**Page extract:**
Interest Rate Risk. At September 30, 2005, the amount outstanding under our credit facility had decreased to $8.0 million from $25.0 million at September 30, 2004. The weighted average interest rate for this facility increased from 4.1% at September 30, 2004 to 6.1% at September 30, 2005 due to an increase in market index rates on these borrowings. Holding all other variables constant, a hypothetical 10% change in the weighted average interest rate would change our net income by approximately $31,000.
At September 30, 2005, Atlas Pipeline had a $225 million revolving credit facility ($183.5 million outstanding). The weighted average interest rate for borrowings under this credit facility was 6.6% at September 30, 2005. Holding all other variables constant, a hypothetical 10% change in the weighted average interest rate would change our net income by approximately $147,000.

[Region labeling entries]

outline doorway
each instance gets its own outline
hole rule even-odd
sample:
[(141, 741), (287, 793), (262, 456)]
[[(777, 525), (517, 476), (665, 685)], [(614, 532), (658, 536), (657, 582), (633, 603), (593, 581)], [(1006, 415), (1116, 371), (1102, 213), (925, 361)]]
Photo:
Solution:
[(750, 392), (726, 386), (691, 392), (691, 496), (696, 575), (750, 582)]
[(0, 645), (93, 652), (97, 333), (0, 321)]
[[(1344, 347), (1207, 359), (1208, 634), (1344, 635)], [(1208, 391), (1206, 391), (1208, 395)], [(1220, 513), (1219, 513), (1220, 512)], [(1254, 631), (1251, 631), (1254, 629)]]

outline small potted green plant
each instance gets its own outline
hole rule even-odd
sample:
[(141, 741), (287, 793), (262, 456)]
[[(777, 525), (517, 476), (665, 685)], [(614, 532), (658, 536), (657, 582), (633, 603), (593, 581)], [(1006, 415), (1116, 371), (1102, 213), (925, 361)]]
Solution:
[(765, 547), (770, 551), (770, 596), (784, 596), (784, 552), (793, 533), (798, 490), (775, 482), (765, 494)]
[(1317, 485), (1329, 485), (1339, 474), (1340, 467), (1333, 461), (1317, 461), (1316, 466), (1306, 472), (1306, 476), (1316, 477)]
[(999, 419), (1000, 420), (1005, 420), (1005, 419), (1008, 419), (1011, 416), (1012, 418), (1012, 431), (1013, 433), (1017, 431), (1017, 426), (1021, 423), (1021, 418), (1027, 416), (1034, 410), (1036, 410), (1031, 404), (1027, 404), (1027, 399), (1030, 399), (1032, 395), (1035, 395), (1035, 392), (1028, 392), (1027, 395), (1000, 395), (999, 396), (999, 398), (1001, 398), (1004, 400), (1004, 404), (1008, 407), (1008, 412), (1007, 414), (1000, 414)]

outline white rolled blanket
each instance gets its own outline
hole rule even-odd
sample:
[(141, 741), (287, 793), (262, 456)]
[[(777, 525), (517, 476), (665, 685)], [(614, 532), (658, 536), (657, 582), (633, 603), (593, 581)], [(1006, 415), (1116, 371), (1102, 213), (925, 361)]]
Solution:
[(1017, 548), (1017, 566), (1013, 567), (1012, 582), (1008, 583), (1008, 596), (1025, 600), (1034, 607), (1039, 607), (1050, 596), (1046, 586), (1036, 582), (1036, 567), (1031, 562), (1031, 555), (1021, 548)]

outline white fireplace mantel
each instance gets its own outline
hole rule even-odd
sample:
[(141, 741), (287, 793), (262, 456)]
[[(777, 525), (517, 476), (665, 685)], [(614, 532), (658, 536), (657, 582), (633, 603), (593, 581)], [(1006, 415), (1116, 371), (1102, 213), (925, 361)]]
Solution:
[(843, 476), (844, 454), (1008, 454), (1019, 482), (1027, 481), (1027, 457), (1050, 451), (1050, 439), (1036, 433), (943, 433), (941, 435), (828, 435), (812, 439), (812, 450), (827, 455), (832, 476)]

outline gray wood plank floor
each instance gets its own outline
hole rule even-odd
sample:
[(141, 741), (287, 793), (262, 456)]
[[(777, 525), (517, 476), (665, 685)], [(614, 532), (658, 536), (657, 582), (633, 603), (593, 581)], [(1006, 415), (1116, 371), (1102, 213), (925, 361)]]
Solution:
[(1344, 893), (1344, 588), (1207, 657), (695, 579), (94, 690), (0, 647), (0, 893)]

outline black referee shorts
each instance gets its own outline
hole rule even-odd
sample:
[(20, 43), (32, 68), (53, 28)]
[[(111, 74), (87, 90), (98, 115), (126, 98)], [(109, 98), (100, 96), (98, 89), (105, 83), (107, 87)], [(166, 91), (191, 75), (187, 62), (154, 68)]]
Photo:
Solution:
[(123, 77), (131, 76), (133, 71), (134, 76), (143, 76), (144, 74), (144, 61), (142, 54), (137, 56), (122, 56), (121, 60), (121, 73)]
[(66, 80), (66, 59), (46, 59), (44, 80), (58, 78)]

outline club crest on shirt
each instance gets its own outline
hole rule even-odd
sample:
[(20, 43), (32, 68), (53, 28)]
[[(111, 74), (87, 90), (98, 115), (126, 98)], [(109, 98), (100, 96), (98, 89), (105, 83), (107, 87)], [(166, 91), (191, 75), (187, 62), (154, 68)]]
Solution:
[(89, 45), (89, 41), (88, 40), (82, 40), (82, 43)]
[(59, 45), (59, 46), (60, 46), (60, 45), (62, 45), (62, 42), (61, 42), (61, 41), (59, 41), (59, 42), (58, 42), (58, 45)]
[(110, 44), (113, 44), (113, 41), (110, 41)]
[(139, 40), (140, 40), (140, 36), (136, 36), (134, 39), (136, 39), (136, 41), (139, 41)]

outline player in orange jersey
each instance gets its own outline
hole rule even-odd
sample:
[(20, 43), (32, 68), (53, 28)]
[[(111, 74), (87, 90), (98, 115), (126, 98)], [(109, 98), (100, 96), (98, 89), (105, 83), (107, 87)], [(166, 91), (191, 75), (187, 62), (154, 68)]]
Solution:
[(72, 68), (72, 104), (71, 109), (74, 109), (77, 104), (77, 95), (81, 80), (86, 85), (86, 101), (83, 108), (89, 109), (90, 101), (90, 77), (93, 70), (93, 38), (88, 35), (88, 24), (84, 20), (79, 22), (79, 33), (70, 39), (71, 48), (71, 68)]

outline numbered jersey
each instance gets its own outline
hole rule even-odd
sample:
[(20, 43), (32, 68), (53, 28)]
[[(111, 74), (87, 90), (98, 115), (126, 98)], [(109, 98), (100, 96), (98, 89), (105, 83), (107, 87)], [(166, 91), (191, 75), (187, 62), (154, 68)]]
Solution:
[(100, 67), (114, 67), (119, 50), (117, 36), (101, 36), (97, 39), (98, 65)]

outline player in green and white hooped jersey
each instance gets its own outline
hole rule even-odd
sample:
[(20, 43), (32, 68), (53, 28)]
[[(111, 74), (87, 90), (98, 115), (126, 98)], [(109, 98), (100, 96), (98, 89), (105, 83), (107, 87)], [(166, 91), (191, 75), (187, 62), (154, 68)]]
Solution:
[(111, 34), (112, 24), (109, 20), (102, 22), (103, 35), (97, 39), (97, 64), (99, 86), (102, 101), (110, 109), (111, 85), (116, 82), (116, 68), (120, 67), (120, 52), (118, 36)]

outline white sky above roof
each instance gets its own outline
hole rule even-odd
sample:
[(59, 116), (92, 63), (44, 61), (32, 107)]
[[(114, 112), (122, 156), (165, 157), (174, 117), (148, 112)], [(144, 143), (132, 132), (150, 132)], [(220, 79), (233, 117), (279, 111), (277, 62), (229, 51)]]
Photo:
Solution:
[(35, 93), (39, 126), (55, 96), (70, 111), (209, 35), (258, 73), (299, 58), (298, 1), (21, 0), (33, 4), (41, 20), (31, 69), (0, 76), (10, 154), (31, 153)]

**To do:**
Could you reproduce the interest rate risk passage word for word, from "Interest Rate Risk." to "by approximately $31,000."?

**Output for this task:**
Interest Rate Risk. At September 30, 2005, the amount outstanding under our credit facility had decreased to $8.0 million from $25.0 million at September 30, 2004. The weighted average interest rate for this facility increased from 4.1% at September 30, 2004 to 6.1% at September 30, 2005 due to an increase in market index rates on these borrowings. Holding all other variables constant, a hypothetical 10% change in the weighted average interest rate would change our net income by approximately $31,000.